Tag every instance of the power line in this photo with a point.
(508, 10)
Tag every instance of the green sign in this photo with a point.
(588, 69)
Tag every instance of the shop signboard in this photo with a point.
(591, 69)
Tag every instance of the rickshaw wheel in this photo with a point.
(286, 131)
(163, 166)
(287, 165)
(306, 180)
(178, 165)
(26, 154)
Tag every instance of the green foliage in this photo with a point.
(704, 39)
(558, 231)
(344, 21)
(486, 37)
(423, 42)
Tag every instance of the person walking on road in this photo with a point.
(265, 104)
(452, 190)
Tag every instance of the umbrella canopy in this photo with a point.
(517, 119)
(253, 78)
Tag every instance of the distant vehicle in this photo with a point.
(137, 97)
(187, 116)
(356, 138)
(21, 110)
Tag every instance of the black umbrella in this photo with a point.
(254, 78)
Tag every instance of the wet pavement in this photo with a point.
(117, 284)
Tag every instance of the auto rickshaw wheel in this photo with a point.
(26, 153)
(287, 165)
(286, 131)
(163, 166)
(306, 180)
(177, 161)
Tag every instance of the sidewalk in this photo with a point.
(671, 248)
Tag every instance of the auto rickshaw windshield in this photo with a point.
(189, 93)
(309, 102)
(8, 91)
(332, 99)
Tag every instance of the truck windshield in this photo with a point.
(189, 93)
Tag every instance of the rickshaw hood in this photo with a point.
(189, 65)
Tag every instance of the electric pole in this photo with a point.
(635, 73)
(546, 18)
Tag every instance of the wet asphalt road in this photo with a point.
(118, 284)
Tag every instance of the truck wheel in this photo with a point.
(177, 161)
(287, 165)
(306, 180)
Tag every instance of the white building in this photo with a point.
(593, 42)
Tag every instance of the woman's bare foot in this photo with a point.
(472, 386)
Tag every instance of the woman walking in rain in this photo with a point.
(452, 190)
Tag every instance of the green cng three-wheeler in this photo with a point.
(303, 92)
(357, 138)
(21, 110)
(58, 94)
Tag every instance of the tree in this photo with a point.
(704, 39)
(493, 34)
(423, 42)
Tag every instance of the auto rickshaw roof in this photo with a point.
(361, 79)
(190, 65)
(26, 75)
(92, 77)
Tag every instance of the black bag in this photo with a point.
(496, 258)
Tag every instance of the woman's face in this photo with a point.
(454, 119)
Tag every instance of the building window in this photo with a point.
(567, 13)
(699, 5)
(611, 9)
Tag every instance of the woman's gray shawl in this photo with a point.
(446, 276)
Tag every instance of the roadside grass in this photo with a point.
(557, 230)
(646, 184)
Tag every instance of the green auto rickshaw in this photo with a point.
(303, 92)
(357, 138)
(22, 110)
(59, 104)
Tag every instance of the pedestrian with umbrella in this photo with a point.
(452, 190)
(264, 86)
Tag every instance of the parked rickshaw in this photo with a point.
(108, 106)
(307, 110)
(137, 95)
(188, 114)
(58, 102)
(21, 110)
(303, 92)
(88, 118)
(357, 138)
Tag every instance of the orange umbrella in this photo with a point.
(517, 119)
◆ ◆ ◆ ◆ ◆
Task directions ->
Please give the material above once more, unchanged.

Exercise solution ->
Tag every instance of the power line in this photo with a point.
(508, 10)
Tag every instance of the green sign in this photo with a point.
(588, 69)
Tag every instance of the shop signboard in this photo with a point.
(591, 69)
Tag every instance of the rickshaw wheel in this photo with a point.
(286, 131)
(163, 166)
(287, 165)
(306, 180)
(178, 165)
(26, 154)
Tag every instance of the green foliage in this photo with a point.
(704, 39)
(558, 231)
(344, 21)
(486, 37)
(423, 42)
Tag every instance of the person walking on road in this photo with a point.
(265, 104)
(452, 190)
Tag every instance of the umbrella canopy in this photo with a point.
(517, 119)
(253, 78)
Tag every instance of the distant vehicle in this photo with a point.
(137, 97)
(187, 116)
(356, 138)
(21, 110)
Tag every instance of the black umbrella in this photo with a point.
(254, 78)
Tag every instance of the wet pavement in this photo with a point.
(117, 284)
Tag every instance of the auto rickshaw wheel in this photo with a point.
(26, 153)
(287, 165)
(286, 131)
(163, 166)
(306, 180)
(177, 161)
Tag every instance of the sidewalk in this photo with a point.
(671, 248)
Tag every instance of the auto rickshaw windshield in this photo with a point.
(189, 93)
(309, 102)
(8, 91)
(332, 99)
Tag every instance of the truck windshield in this photo with a point.
(189, 93)
Tag every instance of the rickshaw hood in this photo with a point.
(189, 65)
Tag every instance of the electric pole in this photo with a point.
(635, 73)
(546, 18)
Tag every instance of the wet asphalt road in this photo with a point.
(118, 284)
Tag every instance of the truck wheel in this photo with a point.
(177, 161)
(287, 165)
(306, 180)
Tag every instance of the white building in this photo with a point.
(593, 42)
Tag every instance of the woman's bare foot in this photo with a point.
(472, 386)
Tag every instance of the woman walking in rain in this photo with a point.
(452, 190)
Tag every instance of the green cng three-wheeler in this photo with a point.
(303, 92)
(357, 138)
(21, 110)
(58, 94)
Tag every instance of the tree in this photo with a point.
(704, 39)
(493, 34)
(423, 42)
Tag every instance of the auto rickshaw roof in this photo with a point.
(361, 79)
(190, 65)
(26, 75)
(92, 77)
Tag every instance of the black bag in this photo with a point.
(496, 258)
Tag every instance of the woman's face in this photo with a point.
(454, 119)
Tag every instance of the building window in this photo with a point.
(567, 13)
(699, 5)
(611, 9)
Tag every instance of the woman's gray shawl in this photo with a point.
(446, 276)
Tag every instance of the roadside grass in this photo with a point.
(557, 230)
(646, 184)
Tag every instance of the green auto rickshaw in this photo with a point.
(303, 92)
(357, 138)
(22, 110)
(59, 104)
Tag every instance of the pedestrian with umbrella in this photo with a point.
(452, 190)
(264, 86)
Tag every instance of the parked rickshaw in this photo with a point.
(108, 106)
(307, 110)
(137, 95)
(188, 114)
(58, 102)
(21, 110)
(303, 92)
(88, 118)
(357, 138)
Tag every instance of the orange umbrella in this photo with a point.
(517, 119)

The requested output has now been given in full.